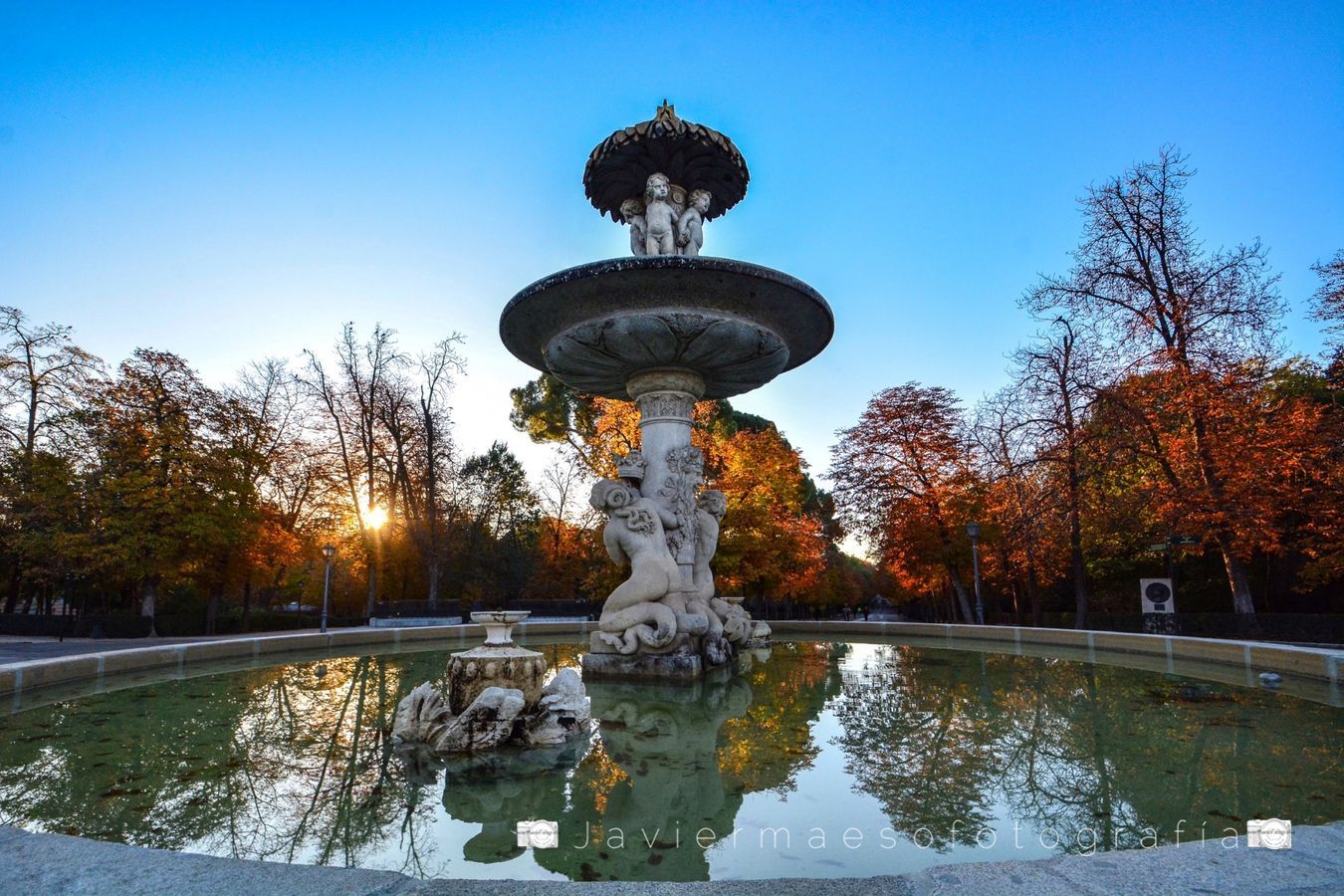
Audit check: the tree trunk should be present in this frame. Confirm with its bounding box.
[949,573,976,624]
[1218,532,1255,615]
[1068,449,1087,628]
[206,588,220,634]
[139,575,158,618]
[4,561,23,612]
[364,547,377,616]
····················
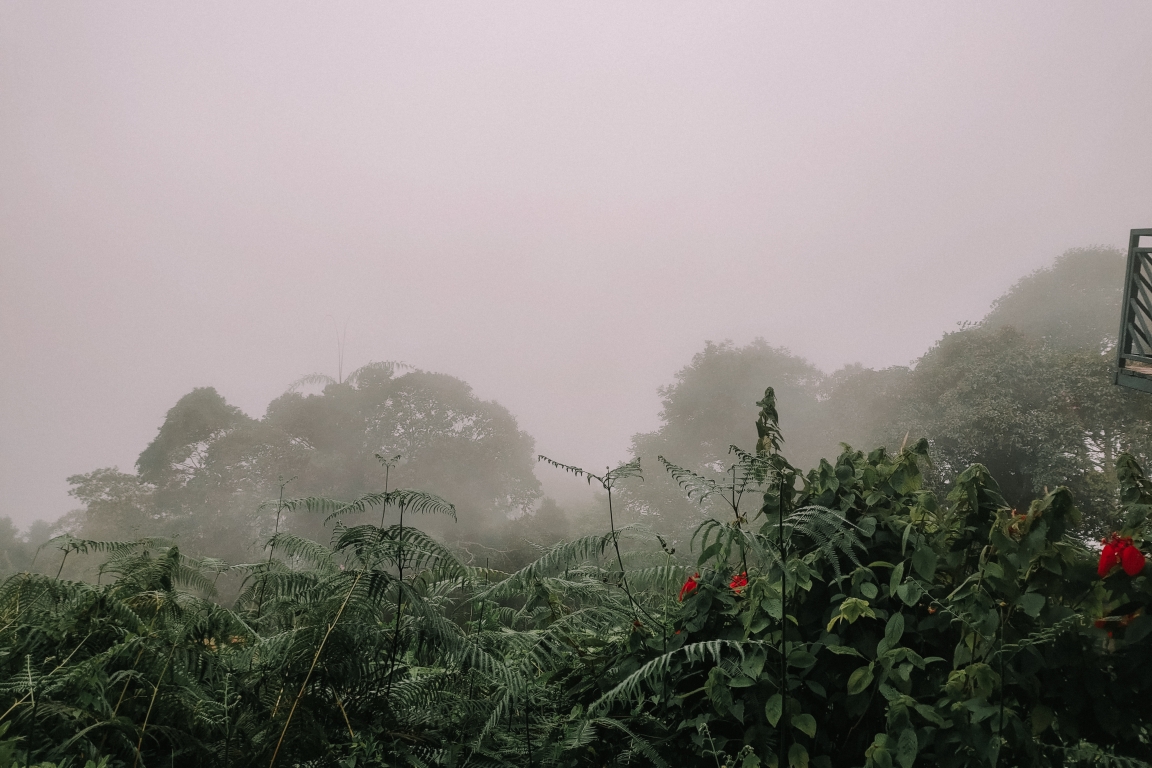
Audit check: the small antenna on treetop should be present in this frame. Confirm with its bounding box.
····················
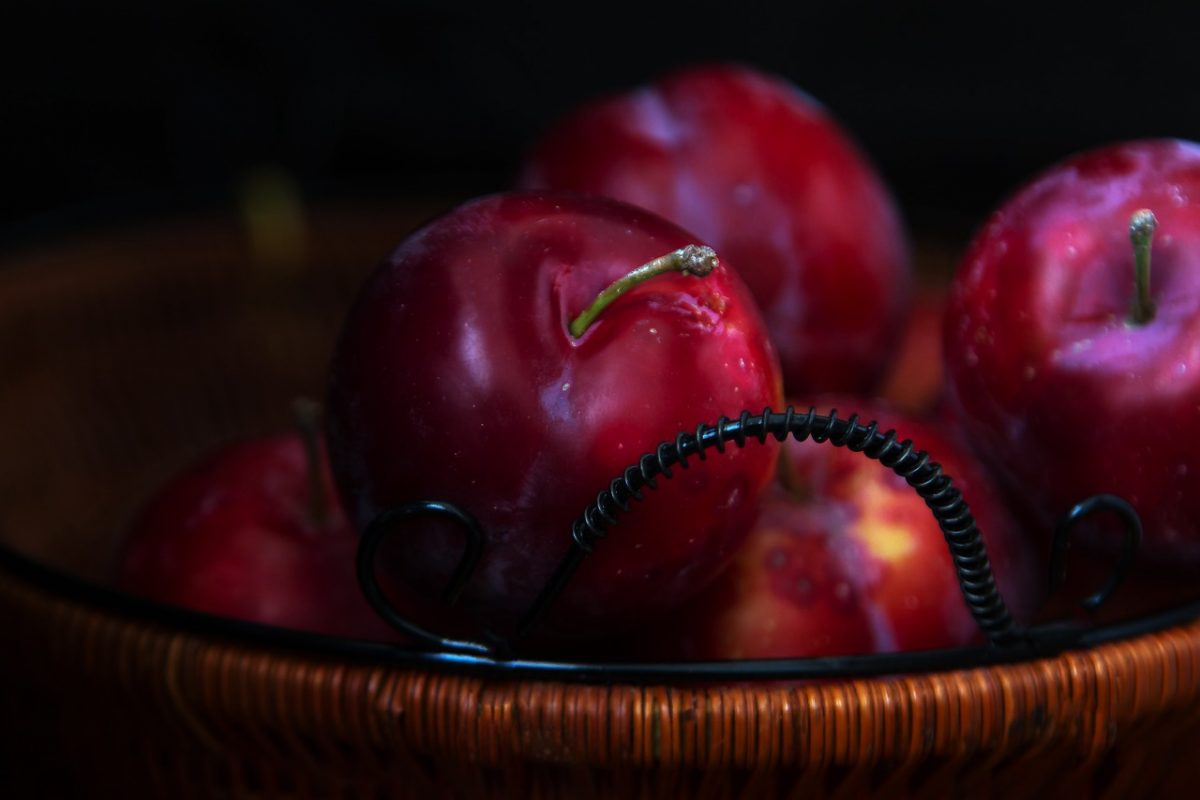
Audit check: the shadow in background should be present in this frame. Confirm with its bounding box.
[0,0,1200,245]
····················
- _GIVEN EXERCISE_: Put the records, starting with the line that contains "Audit check: the tree" and going on through the line that contains "[364,547,377,616]", into a Markdown table with the columns Row and Content. Number each line in Row, put the line itself in Content, and skip blank lines.

- _THE COMPLETED TASK_:
| Row | Content |
|---|---|
| 1 | Audit check: the tree trunk should be present in this frame. Confirm with its bounding box. |
| 2 | [949,573,976,624] |
| 3 | [1218,532,1255,615] |
| 4 | [1068,449,1087,628] |
| 5 | [206,588,220,634] |
| 6 | [139,575,158,618] |
| 7 | [4,561,23,612] |
| 8 | [364,547,377,616] |